---------- Material supplied ----------

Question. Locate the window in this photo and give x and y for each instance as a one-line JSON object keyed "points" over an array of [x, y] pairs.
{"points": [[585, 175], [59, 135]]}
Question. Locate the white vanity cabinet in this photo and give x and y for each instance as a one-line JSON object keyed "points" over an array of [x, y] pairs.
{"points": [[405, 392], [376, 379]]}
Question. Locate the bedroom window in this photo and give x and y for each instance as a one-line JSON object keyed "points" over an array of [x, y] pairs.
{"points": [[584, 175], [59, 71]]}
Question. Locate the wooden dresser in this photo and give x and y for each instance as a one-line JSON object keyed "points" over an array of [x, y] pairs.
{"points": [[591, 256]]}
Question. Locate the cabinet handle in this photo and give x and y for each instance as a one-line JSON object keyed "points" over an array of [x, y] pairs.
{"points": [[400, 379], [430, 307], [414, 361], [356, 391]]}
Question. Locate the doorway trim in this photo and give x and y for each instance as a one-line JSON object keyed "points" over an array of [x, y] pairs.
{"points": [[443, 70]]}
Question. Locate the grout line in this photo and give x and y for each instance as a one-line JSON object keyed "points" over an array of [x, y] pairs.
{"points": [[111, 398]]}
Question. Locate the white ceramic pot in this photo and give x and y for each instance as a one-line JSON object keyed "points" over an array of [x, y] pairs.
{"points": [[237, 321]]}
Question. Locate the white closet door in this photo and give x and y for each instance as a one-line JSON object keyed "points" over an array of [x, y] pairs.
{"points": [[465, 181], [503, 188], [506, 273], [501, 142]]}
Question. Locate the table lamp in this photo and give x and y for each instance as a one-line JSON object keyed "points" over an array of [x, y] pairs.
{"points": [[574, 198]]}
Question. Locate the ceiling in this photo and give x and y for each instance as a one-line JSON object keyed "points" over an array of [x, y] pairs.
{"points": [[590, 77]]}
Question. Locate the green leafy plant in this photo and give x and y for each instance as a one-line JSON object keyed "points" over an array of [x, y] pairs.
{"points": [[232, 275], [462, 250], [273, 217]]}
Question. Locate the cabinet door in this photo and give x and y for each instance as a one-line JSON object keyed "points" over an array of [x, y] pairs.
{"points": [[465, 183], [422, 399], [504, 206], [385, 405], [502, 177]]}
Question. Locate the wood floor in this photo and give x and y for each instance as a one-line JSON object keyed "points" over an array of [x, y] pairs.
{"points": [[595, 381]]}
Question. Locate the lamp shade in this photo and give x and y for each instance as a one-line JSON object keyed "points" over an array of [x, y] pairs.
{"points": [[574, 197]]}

----------
---------- Material supplied ----------

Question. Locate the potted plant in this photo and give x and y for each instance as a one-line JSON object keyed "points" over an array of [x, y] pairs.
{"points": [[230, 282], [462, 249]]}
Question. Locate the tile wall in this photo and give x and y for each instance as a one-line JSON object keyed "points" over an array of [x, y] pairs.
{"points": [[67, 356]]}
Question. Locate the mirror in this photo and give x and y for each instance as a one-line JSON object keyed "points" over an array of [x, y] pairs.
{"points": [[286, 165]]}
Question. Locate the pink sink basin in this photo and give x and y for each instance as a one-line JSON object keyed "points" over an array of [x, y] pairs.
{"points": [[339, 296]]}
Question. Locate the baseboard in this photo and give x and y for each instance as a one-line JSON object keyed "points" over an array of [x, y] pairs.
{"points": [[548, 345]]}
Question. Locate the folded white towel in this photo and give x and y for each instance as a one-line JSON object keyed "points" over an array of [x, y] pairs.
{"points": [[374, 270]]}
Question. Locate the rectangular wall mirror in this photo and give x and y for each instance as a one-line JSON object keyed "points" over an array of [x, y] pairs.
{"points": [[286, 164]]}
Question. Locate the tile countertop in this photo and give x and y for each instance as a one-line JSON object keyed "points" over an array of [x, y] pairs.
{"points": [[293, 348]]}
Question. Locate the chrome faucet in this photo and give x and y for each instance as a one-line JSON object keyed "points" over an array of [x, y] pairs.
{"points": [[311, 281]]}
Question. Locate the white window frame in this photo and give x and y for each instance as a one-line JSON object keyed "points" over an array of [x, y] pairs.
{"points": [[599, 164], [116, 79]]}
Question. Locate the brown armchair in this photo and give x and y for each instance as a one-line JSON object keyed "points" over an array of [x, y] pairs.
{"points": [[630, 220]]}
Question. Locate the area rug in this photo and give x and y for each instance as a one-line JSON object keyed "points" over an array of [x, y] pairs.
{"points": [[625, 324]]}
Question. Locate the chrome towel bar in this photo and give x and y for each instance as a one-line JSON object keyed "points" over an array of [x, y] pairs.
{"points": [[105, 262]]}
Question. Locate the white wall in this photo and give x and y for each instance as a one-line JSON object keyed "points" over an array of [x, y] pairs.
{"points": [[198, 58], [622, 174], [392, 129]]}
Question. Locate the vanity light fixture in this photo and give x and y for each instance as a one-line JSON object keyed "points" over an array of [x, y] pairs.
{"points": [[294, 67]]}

----------

**Exercise instructions**
Extract every line in the rows above that contains the word "tile", and copy each such line in full.

**Task output**
Question. Locate the tile wall in this photo and give x and y for each instance as a one-line JSON object keyed "points" over an array of [x, y] pairs.
Question. Locate the tile countertop in this photo and give x and y for each instance as a one-line JSON object keyed "points" over an array of [x, y] pairs.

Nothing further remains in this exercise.